Problem 1.
In the blog post comparing Feedly and Inoreader, how long did the writer try out Inoreader?
Problem 2.
From the Feedly and Inoreader blog post, reproduce word for word the part that opens with the words containing "After two weeks" and closes with "fetched by Inoreader.".
### Document segment
Wednesday, August 27, 2014

Feedly vs Inoreader, my thoughts (part 1)

Note: This is Part 1 in my humble series, as I agonize over whether to commit to Feedly or Inoreader as my RSS reader of choice. See Part 2Part 3Part 4, and Part 5 if you're interested. 

When Google Reader died, I was heartbroken. Luckily, like a rebound lover, Feedly was there to pick up the pieces and make me feel all warm and safe. However, as time has gone on, Feedly has started to seem to lose interest in me, pushing me into the arms of another lover: Inoreader.

Basically it comes down to one key point: each RSS reader's treatment of "small time" feeds. What I mean are those feeds that are maybe not updated very often, such as once a month or once every two months, and those feeds with very few subscribers (including, but not limited to, feeds for which I might be the sole subscriber).

Examples of what I mean include:
  • Reddit subreddits that have just a few new posts each month
  • Blogger and Wordpress comment feeds (subscribing via RSS to new comments on specific posts)
  • Sourceforge application update feeds
  • Craigslist search results feeds
  • Blogs of some personal friends
I first started noticing that Feedly was dropping these feeds when I'd get curious about some sites, sites that I knew had updated, not showing up in my Feedly. Visiting the feed from within Feedly indicated no new material, even after manual refreshing. Yet a quick visit to the feed URL itself confirmed my fears: the feed was updated, and nearly a month ago, with two new items. Feedly totally missed them. Had I relied purely on Feedly to deliver my news, I would never have seen them. That, to me, is a big problem.

Putting them to the test: Inoreader on top

So I've tried out Inoreader for the last two weeks. Basically, I pared down my subscribed feeds, cleared them all out, then started fresh on both services by importing the same OPML file into both, and watching the results.

After two weeks of this, it became clear: many of my "smaller" feeds were being ignored by Feedly. One or two had "feed issues" (the Reddit feeds) according to Inoreader's informative subscription management pane, but were nonetheless being fetched by Inoreader.
######
### Entries provided
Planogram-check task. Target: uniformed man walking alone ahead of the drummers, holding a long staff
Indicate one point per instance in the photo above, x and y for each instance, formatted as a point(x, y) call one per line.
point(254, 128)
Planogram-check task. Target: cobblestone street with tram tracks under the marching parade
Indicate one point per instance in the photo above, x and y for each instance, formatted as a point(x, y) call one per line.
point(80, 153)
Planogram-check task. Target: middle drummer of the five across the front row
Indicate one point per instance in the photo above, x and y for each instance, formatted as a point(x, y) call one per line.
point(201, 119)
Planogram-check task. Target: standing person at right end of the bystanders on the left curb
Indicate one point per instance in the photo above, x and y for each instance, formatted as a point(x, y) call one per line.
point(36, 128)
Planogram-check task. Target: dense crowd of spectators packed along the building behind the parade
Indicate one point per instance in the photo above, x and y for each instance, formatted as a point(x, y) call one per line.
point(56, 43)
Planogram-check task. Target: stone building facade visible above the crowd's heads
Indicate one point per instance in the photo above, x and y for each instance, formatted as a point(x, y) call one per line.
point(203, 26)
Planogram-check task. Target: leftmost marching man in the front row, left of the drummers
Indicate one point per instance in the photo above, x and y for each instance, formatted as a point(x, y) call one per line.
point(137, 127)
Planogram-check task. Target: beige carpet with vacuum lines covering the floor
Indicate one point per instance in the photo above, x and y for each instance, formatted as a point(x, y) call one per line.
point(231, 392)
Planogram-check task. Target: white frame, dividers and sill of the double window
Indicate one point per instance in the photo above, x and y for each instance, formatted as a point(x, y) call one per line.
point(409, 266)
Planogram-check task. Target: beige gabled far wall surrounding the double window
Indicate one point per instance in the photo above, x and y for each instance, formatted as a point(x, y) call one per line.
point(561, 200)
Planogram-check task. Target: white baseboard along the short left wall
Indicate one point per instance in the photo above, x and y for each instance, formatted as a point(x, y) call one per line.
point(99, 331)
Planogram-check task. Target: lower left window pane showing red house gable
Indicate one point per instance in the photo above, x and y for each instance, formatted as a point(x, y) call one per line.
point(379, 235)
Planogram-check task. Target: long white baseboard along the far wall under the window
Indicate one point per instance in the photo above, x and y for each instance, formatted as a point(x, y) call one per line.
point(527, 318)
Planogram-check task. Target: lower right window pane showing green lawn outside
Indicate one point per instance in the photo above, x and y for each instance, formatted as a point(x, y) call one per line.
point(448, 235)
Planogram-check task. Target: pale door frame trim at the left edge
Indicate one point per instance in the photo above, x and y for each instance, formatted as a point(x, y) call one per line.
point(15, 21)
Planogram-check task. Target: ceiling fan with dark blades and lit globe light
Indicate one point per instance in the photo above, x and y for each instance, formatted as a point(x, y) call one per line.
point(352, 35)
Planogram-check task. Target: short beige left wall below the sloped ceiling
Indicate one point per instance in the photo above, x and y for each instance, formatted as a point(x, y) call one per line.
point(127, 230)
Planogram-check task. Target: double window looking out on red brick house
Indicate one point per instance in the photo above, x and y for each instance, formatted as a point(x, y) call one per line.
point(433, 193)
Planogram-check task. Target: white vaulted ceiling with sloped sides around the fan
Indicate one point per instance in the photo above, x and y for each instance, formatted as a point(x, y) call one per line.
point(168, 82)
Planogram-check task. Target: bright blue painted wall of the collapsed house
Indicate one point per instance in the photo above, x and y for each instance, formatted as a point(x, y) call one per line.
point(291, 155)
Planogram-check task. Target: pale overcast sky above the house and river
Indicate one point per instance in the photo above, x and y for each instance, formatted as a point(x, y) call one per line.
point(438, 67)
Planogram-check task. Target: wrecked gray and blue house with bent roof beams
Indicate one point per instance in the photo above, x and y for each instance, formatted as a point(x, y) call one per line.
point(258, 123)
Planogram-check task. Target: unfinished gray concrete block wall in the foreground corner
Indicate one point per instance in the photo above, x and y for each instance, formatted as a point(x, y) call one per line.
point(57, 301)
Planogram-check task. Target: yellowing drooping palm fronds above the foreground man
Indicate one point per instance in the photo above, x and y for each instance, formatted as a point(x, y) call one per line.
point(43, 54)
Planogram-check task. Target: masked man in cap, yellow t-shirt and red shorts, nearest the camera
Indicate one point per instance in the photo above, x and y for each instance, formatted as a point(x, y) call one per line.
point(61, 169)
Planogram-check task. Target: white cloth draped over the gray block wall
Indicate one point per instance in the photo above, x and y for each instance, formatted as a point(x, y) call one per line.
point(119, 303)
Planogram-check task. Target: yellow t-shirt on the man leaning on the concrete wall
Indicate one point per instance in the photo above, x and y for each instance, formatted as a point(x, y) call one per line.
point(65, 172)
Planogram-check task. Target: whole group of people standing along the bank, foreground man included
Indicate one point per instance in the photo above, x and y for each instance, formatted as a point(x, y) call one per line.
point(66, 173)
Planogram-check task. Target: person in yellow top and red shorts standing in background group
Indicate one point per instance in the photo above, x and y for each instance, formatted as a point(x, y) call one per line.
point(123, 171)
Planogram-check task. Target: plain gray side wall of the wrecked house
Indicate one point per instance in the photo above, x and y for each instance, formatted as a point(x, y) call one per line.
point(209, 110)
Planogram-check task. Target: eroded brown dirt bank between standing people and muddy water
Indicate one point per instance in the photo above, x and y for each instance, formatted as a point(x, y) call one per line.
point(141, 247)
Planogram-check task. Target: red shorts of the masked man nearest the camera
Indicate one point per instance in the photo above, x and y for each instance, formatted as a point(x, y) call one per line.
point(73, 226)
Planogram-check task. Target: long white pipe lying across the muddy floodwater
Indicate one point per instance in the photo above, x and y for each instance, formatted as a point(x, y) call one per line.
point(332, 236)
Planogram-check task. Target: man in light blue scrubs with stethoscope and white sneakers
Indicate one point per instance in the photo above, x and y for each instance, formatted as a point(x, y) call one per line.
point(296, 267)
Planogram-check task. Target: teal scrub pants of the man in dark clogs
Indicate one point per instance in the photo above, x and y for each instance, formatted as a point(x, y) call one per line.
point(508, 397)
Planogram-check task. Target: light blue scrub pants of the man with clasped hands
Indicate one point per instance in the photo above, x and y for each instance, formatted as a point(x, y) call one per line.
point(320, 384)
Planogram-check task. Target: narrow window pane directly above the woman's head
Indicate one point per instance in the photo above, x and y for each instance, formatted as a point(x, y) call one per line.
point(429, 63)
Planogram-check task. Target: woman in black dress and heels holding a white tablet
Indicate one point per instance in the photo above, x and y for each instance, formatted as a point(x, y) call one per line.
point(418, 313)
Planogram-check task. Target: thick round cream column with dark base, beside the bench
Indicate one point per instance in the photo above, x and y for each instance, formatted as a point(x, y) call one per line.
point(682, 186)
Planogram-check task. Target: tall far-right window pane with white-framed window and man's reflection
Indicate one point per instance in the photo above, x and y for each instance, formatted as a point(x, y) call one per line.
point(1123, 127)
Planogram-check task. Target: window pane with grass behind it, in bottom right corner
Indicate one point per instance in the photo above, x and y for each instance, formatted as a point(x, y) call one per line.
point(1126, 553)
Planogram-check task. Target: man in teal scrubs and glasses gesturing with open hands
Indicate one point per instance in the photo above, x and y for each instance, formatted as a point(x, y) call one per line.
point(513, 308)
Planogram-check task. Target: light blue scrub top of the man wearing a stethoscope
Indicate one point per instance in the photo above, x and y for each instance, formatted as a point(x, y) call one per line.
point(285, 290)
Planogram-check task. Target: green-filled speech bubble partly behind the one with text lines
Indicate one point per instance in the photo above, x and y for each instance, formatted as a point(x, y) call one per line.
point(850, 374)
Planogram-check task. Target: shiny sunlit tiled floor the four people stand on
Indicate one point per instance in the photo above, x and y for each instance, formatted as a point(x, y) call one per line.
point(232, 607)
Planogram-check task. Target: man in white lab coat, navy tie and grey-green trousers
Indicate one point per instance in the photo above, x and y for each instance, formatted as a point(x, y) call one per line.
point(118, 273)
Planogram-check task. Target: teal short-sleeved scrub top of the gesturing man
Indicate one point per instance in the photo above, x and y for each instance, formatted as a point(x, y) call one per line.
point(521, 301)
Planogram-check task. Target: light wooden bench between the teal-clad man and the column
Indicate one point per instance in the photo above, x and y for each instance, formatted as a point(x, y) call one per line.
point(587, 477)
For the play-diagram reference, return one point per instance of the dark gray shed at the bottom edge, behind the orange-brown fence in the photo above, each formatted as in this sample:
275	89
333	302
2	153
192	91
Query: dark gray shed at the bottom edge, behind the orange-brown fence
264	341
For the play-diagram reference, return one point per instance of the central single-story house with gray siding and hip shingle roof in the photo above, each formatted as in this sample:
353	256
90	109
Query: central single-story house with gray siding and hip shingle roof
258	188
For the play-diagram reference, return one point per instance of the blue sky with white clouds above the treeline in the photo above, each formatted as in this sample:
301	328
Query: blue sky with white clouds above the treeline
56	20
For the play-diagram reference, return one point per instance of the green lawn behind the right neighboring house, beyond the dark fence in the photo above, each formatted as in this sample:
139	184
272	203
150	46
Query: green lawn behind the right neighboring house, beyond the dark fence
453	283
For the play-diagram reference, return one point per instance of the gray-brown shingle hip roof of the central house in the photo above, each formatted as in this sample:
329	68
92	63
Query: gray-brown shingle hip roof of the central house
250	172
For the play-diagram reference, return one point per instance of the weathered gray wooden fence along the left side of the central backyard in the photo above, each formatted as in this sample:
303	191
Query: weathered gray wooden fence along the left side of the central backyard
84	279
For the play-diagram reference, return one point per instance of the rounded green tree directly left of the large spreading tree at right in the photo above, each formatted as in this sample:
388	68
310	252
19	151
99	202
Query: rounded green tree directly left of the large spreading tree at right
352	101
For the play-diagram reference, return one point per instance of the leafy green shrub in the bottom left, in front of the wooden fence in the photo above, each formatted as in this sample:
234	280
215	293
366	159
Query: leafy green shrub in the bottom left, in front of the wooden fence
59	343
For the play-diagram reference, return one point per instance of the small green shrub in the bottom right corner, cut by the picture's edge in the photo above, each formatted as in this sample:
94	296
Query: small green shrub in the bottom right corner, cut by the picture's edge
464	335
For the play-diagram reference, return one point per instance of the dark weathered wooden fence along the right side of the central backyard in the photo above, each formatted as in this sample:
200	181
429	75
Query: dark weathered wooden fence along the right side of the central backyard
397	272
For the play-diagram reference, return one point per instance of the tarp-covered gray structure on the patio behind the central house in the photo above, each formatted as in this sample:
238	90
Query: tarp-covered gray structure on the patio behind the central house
######
Written solution 1.
Two weeks.

Written solution 2.
After two weeks of this, it became clear: many of my "smaller" feeds were being ignored by Feedly. One or two had "feed issues" (the Reddit feeds) according to Inoreader's informative subscription management pane, but were nonetheless being fetched by Inoreader.